§ **WRITTEN REQUEST**
Go through the listing and copy every line word for word.

§ **EXERCISE DATA**

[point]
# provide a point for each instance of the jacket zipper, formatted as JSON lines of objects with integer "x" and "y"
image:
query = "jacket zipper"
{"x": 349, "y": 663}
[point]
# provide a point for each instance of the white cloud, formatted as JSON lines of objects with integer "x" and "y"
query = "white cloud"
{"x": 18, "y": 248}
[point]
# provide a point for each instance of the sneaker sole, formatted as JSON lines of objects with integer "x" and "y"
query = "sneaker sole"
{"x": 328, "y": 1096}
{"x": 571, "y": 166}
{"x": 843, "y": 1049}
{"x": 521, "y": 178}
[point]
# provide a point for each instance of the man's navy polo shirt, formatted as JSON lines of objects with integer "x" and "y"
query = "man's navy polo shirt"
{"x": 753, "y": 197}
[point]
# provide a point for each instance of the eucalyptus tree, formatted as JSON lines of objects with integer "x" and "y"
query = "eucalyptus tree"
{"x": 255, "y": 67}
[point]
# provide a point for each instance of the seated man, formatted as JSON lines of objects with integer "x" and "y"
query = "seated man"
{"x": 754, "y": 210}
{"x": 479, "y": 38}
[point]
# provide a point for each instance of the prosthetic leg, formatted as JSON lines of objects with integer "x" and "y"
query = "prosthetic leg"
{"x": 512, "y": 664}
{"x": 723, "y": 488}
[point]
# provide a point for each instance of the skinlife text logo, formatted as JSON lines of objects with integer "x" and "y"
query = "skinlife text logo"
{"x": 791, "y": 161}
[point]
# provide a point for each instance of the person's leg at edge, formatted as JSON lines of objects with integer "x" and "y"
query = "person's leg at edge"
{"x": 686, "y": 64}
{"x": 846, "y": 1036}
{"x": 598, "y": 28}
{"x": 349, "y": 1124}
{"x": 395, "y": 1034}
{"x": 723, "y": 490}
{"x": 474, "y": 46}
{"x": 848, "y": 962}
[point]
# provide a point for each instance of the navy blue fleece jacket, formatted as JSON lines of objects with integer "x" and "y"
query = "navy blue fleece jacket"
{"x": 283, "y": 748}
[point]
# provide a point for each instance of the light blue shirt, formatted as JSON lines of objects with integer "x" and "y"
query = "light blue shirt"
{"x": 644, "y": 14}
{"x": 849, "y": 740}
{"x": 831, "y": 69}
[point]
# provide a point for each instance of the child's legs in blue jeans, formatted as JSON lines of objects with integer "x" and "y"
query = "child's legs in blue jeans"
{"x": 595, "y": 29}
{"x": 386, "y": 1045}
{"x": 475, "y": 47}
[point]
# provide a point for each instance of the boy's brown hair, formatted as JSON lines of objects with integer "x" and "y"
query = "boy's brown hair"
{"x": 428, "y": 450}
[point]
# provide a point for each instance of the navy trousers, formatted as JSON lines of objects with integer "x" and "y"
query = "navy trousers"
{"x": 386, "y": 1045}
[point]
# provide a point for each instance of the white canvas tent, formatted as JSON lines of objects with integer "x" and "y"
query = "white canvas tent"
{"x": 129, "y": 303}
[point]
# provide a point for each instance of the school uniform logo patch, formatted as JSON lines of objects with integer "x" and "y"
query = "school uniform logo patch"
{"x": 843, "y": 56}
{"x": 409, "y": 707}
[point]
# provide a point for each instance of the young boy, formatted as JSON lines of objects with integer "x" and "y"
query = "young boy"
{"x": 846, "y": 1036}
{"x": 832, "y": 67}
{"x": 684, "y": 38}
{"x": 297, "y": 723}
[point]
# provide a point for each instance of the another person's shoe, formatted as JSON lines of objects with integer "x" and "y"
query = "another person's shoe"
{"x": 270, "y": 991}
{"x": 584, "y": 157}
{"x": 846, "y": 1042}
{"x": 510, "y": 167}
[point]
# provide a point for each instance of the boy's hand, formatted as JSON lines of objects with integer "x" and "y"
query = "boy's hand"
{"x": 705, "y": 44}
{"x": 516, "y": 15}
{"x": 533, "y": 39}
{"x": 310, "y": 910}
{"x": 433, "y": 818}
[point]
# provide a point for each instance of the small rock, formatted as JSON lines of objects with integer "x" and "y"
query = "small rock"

§ **RESULT FOR THIS EXERCISE**
[point]
# provide a point for each instance of the jacket zipper, formatted as JSON lines of objects with integer "x" and "y"
image:
query = "jacket zipper"
{"x": 349, "y": 663}
[point]
# provide a point for each instance of the white cloud, formatted as JSON lines of objects with integer "x" and "y"
query = "white cloud"
{"x": 18, "y": 248}
[point]
# provide a point for each instance of the sneaker sole, formatted as JSON lines of objects with integer "x" and "y"
query = "sneaker sole"
{"x": 328, "y": 1096}
{"x": 571, "y": 166}
{"x": 843, "y": 1049}
{"x": 521, "y": 178}
[point]
# provide a point for each instance of the man's navy polo shirt, formatted as JSON lines of objects with integer "x" and "y"
query = "man's navy polo shirt"
{"x": 753, "y": 197}
[point]
# provide a point for each instance of the eucalyptus tree, formatted as JSON lines of objects with integer "x" and "y"
query = "eucalyptus tree"
{"x": 255, "y": 67}
[point]
# provide a point for each instance of the seated man, formatted as JSON lines of objects with integer "x" and "y"
query = "seated man"
{"x": 754, "y": 210}
{"x": 479, "y": 38}
[point]
# provide a point for each instance of the prosthetic leg, formatted as JSON lines of objects with integer "x" and "y"
query = "prosthetic leg"
{"x": 512, "y": 664}
{"x": 723, "y": 488}
[point]
# provide a point for each instance of the skinlife text logo, formatted as JSON lines of objects with integer "x" and "y"
query = "skinlife text logo"
{"x": 791, "y": 161}
[point]
# provide a point for each instance of the person's leg at edge, formatted as JSON lines of objects with integer "x" and "y"
query = "person's leg at edge"
{"x": 686, "y": 64}
{"x": 846, "y": 1036}
{"x": 598, "y": 28}
{"x": 349, "y": 1124}
{"x": 395, "y": 1034}
{"x": 723, "y": 490}
{"x": 474, "y": 46}
{"x": 848, "y": 962}
[point]
# provide a point for each instance of the navy blue fleece jacket, formatted as JSON lines of objects with integer "x" and "y"
query = "navy blue fleece jacket"
{"x": 283, "y": 748}
[point]
# provide a point for each instance of the light blue shirt, formatted as JSON lines of objects with integer "x" and "y"
query = "light blue shirt"
{"x": 644, "y": 14}
{"x": 849, "y": 740}
{"x": 831, "y": 69}
[point]
# provide a point for each instance of the child's legs in blue jeans, formatted as JSON lines of objects with integer "x" and "y"
query = "child's legs in blue jeans"
{"x": 595, "y": 29}
{"x": 386, "y": 1045}
{"x": 475, "y": 47}
[point]
# provide a point for each instance of the boy's brown hair, formatted as JSON lines of objects with integer "x" and "y"
query = "boy's brown hair"
{"x": 428, "y": 450}
[point]
# provide a point for each instance of the navy trousers, formatted as JSON lines of objects with integer "x" and "y"
query = "navy trousers"
{"x": 386, "y": 1045}
[point]
# provide a point for each instance of the white canvas tent, formatted as JSON lines of objects with integer "x" and "y"
query = "white canvas tent"
{"x": 129, "y": 303}
[point]
# provide a point for each instance of the school uniform logo patch, formatted as JSON lines of objects with integer "x" and "y"
query = "school uniform logo patch"
{"x": 843, "y": 56}
{"x": 409, "y": 707}
[point]
# provide a point for each instance of the young boy, formatted as JSON lines of objects with integer "x" and "y"
query = "young boy"
{"x": 846, "y": 1036}
{"x": 832, "y": 67}
{"x": 684, "y": 38}
{"x": 297, "y": 723}
[point]
# provide a point for each instance of the another person's shoe, formatted as JSON lines of objects with integer "x" and "y"
query = "another person's shoe"
{"x": 270, "y": 991}
{"x": 584, "y": 157}
{"x": 846, "y": 1042}
{"x": 510, "y": 167}
[point]
# provide a point for each instance of the boy's hand, formatted as JSON lines of objects with integer "x" and "y"
query = "boy's hand"
{"x": 705, "y": 44}
{"x": 516, "y": 15}
{"x": 533, "y": 39}
{"x": 310, "y": 910}
{"x": 433, "y": 818}
[point]
# provide a point for each instance of the small rock, formatted as JSON lines of objects with integer "x" and "y"
query = "small rock"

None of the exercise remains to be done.